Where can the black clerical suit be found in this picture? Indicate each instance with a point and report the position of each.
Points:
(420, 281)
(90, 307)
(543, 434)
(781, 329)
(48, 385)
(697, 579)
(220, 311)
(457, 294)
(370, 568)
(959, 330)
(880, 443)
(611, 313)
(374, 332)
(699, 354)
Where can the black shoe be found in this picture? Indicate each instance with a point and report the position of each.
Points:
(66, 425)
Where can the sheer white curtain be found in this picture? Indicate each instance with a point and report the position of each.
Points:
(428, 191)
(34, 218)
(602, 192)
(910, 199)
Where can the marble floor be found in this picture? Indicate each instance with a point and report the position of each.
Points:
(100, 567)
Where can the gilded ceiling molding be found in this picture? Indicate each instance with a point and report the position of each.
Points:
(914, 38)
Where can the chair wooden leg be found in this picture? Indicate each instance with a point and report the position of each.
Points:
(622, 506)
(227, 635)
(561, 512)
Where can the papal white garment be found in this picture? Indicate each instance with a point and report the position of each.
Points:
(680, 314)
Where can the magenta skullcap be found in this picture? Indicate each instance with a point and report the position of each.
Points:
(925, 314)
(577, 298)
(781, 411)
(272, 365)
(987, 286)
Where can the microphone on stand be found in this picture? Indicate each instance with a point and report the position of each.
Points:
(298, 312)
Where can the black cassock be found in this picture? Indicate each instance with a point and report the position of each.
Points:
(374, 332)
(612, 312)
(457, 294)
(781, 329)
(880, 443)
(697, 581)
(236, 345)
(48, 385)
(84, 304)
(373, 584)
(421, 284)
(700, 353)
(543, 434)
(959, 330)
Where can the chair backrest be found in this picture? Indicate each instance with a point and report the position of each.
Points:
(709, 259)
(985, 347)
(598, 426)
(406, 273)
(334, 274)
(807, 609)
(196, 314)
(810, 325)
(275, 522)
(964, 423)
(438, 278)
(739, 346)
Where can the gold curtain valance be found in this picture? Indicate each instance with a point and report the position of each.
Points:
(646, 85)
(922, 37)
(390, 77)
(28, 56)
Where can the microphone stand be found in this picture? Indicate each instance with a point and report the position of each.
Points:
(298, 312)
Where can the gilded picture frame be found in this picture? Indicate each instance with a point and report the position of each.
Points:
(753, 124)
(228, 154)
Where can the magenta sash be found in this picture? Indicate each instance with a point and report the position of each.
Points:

━━━━━━━━━━━━━━━━

### Exercise brief
The response must consist of all the data, reproduced without alteration.

### Task answer
Where can the black clerical suit be found in this picture? Indicate each instance with a point and report the position of each.
Points:
(420, 281)
(90, 307)
(543, 434)
(781, 329)
(48, 385)
(697, 579)
(220, 311)
(457, 294)
(370, 568)
(959, 330)
(880, 443)
(611, 313)
(374, 332)
(699, 354)
Where can the black shoe be found in this picture? Indicate each instance with a point and report the position of each.
Points:
(66, 425)
Where can the sheer white curtain be found in this picture? Indicate each instance with a point and report the position of each.
Points:
(428, 191)
(34, 218)
(602, 192)
(910, 199)
Where can the marble floor be found in this picture? Indicate each instance with a point and report the position of each.
Points:
(100, 567)
Where can the gilded ceiling molding be found in this picture? Indicate each instance with a point and report the position of each.
Points:
(914, 38)
Where can the chair wooden leg be found in this picture? Indicate each instance with a point and report the position of each.
Points:
(622, 506)
(227, 635)
(561, 512)
Where can the papal white garment be found in this picture? Indicate each instance with a point and report the position of each.
Points:
(680, 314)
Where can the magenta skullcap be found in this picture? Indicate each instance with a point and report the position of each.
Points:
(925, 314)
(577, 298)
(781, 411)
(272, 365)
(987, 286)
Where can the microphone on stand be found in this picture? Indicate each instance with a point and report the position of each.
Points:
(298, 312)
Where can the black cassock be found in this picture? Indicate each instance with a point and report the position of each.
Points:
(374, 332)
(612, 312)
(457, 294)
(781, 329)
(880, 443)
(697, 581)
(236, 345)
(48, 385)
(84, 304)
(373, 584)
(421, 284)
(700, 353)
(543, 434)
(959, 330)
Where can the chair backrest be found in this picture? Indicate each instance with a point and report the position of each.
Points:
(709, 259)
(985, 347)
(598, 426)
(406, 273)
(334, 274)
(807, 609)
(196, 314)
(810, 325)
(275, 522)
(964, 423)
(438, 278)
(739, 346)
Where can the gold curtain valance be found in this picture? Indicate each instance with a point and report the position of each.
Points:
(646, 85)
(922, 37)
(390, 77)
(28, 56)
Where can the microphone stand be found in this picture? Indicate each instance with a point and report the position of each.
Points:
(298, 312)
Where can the gilded picture frame be found in this picture? Indicate each instance with a point and report the position of each.
Points:
(753, 124)
(228, 154)
Where can the magenta sash be found in this picture? Indicate each instance with a point and report the position of each.
Points:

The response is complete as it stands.